What is asked:
Please count the lines in the records below that contain the string "field", and reply with only the number.
--- --- ---
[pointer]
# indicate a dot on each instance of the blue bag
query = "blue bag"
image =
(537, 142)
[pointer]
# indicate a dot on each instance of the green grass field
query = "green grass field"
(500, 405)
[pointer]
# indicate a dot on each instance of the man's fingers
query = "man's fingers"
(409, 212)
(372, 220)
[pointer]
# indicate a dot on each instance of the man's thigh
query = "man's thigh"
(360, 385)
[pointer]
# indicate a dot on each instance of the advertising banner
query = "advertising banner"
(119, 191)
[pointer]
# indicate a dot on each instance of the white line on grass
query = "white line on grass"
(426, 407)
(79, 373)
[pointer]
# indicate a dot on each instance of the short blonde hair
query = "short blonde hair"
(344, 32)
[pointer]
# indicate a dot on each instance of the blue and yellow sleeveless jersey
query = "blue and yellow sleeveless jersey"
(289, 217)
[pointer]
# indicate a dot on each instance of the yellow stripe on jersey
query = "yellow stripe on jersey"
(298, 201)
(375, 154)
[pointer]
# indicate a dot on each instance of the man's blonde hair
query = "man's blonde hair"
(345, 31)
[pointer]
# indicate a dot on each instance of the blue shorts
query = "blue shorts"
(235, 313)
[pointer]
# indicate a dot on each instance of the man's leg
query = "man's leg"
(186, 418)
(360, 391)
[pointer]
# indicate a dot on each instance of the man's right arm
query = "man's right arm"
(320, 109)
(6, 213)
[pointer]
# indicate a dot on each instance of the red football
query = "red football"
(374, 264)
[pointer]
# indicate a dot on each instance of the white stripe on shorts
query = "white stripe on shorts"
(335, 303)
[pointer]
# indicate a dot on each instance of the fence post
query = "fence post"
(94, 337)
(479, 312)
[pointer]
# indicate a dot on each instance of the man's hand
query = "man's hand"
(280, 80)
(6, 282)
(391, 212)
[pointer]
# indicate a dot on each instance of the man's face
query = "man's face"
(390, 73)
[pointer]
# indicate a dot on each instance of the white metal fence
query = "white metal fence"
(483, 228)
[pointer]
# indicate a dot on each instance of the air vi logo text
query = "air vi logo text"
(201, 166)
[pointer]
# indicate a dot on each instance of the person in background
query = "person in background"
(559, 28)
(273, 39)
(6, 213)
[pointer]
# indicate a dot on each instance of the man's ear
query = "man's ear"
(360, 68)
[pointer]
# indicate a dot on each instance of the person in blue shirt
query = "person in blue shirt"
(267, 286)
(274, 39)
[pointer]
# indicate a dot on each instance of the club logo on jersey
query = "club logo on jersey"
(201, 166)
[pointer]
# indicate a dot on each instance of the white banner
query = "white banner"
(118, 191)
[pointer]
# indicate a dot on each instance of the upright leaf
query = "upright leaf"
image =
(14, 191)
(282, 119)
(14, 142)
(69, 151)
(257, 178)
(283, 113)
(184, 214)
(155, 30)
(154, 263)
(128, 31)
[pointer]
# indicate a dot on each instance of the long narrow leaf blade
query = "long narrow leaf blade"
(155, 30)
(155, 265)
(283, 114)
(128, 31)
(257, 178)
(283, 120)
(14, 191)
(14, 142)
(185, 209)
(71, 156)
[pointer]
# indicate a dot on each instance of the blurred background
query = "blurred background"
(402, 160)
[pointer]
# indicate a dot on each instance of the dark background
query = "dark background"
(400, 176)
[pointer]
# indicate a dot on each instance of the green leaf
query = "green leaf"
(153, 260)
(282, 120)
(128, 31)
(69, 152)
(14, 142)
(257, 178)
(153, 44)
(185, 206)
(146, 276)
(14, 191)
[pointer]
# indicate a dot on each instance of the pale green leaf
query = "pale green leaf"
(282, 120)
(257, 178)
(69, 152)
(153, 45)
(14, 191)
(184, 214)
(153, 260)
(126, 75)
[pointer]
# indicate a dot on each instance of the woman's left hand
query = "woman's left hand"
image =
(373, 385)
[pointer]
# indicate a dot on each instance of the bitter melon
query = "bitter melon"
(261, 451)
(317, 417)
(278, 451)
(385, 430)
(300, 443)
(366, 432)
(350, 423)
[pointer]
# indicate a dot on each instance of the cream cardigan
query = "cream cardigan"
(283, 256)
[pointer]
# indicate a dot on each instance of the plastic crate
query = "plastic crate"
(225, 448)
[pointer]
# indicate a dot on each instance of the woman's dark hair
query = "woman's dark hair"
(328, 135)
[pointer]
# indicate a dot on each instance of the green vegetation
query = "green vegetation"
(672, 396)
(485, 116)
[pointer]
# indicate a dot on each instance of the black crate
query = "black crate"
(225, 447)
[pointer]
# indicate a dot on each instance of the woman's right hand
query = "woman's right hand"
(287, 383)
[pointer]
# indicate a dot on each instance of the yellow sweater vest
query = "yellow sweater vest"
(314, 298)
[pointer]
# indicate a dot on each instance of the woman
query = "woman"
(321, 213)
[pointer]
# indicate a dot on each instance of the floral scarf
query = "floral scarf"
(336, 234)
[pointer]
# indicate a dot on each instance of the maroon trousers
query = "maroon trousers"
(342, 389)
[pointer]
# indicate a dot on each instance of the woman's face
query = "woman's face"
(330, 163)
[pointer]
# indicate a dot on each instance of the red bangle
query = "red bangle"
--- --- ---
Task result:
2